EXERCISE DIRECTIONS: In the panel call, rewrite the passage from "How are contemporary" to "abstract to luke.stark@nyu.edu.", changing "quotidian" to "everyday".

TEXT SHOWN:
..........

Open Panel: Quantifying Affect and Emotion, Past and Present
Annual Meeting of the Society for the Social Studies of Science (4S), August 20-23 2014, Buenos Aires, Argentina

In an age of “Big Data,” the enumeration of feelings has become big business. Increasingly sophisticated facial recognition algorithms, techniques of textual sentiment analysis, and sensors able to monitor gait and body language have all made emotion increasingly legible as digital code and algorithmic input.

Yet the entanglement of feelings with enumeration is not new – the tracking and quantification of emotion has been a feature of techno-scientific discourse since the early 19th century. Affect and emotion have long been subject to what historian of medicine Otniel Dror terms “discoursing in numbers”: the translation and integration of feeling into the realms of the calculable and predictable.

This open panel aims to bring together scholars working on the history of techniques and technologies for enumerating affect and emotion with those exploring contemporary digital modes of emotional tracking and quantification. The panel welcomes papers from a wide range of disciplines, particularly work that combines historical and contemporary sites of analysis. Possible panel themes and topics include, but are not limited to:

By what means have feelings been variously quantified, categorized, classified and integrated into numerical discourses throughout history?
How are contemporary practices of emotional quantification and tracking descended from or in contrast to historical examples of these techniques?
When and where have the particularities of changing scientific practice shaped technical and popular understandings of feeling, both historically and in the present?
In what ways are existing regimes of scientific knowledge around emotion being revised in view of new techno-scientific developments, and how are these epistemic shifts changing our personal understanding of emotion itself?
How are quotidian practices of daily self-tracking and the idea of the “quantified self” shaping contemporary views of feeling and affect?

Please submit a paper abstract (250 words) electronically via the conference website: http://convention2.allacademic.com/one/ssss/4s14/. Please also forward a copy of the abstract to luke.stark@nyu.edu.

The deadline for submitting your abstract is February 28, 2014. Accepted authors will be notified by April 1, 2014.

..........

INFORMATION SUPPLIED:

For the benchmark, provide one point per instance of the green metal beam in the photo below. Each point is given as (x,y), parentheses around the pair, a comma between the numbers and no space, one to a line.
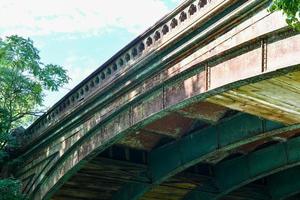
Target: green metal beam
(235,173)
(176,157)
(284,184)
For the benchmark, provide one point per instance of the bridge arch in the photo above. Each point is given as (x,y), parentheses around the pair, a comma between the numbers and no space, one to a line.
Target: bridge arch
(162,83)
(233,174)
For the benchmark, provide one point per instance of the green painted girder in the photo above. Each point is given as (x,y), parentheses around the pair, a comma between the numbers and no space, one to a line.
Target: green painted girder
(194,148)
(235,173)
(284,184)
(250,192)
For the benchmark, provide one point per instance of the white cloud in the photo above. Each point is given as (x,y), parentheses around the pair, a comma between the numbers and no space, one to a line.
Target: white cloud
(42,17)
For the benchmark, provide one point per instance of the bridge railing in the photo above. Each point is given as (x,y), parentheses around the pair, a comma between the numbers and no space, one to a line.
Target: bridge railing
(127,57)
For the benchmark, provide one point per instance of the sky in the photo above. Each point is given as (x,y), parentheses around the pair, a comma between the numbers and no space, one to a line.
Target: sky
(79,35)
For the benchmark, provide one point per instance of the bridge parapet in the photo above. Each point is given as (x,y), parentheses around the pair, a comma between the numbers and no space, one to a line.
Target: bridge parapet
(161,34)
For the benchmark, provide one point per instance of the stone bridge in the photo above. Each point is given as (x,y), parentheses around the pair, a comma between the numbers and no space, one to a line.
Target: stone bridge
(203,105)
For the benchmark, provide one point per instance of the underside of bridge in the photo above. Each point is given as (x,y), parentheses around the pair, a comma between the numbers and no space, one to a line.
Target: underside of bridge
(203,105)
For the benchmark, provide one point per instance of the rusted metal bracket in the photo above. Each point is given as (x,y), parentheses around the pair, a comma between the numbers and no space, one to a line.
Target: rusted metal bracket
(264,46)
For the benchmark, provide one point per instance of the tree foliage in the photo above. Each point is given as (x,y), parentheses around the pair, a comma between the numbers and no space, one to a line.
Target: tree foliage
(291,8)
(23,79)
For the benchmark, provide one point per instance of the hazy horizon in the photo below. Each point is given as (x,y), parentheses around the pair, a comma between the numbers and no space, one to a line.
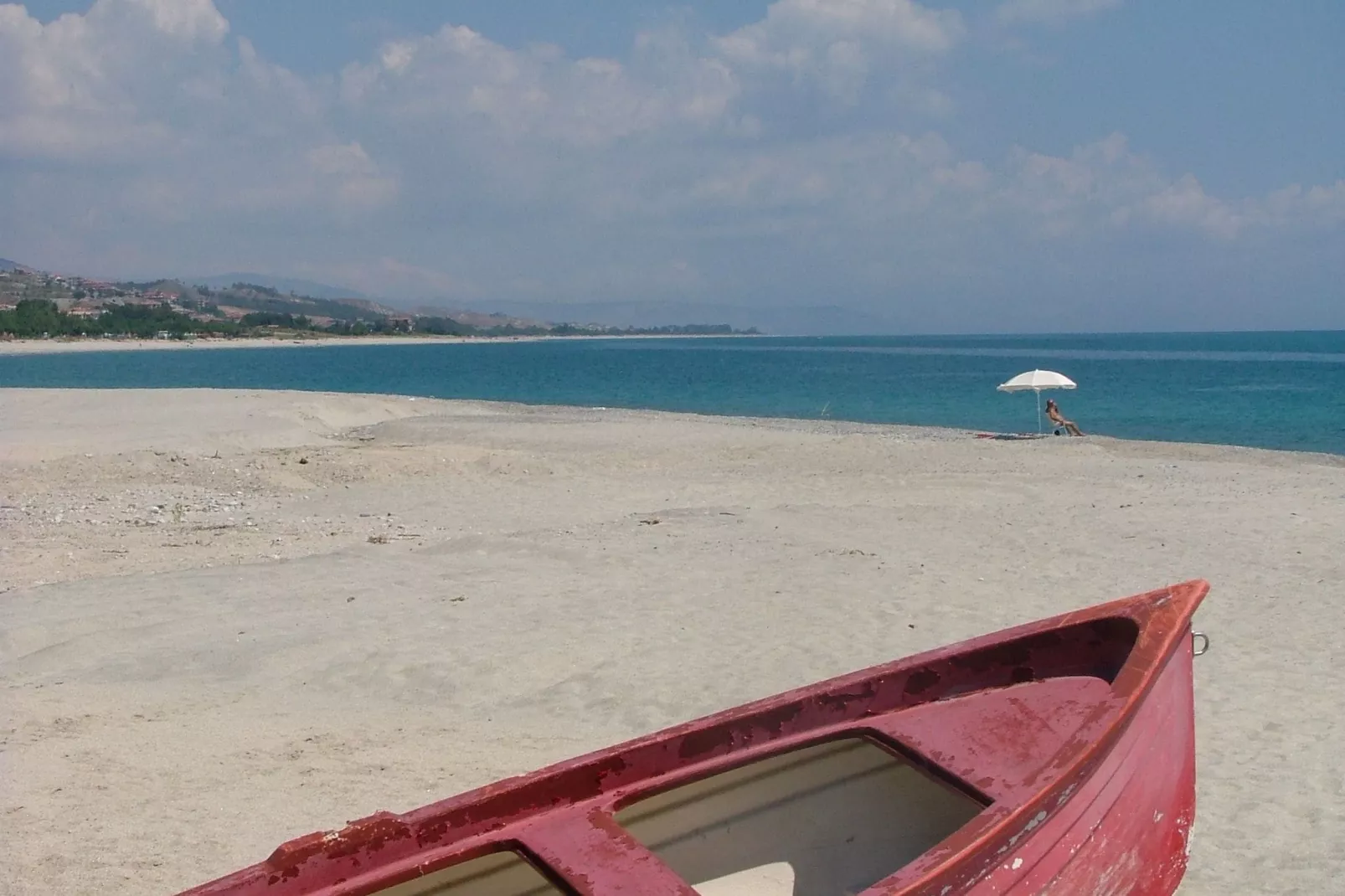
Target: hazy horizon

..........

OUTPUT:
How are contemporary practices of emotional quantification and tracking descended from or in contrast to historical examples of these techniques?
When and where have the particularities of changing scientific practice shaped technical and popular understandings of feeling, both historically and in the present?
In what ways are existing regimes of scientific knowledge around emotion being revised in view of new techno-scientific developments, and how are these epistemic shifts changing our personal understanding of emotion itself?
How are everyday practices of daily self-tracking and the idea of the “quantified self” shaping contemporary views of feeling and affect?

Please submit a paper abstract (250 words) electronically via the conference website: http://convention2.allacademic.com/one/ssss/4s14/. Please also forward a copy of the abstract to luke.stark@nyu.edu.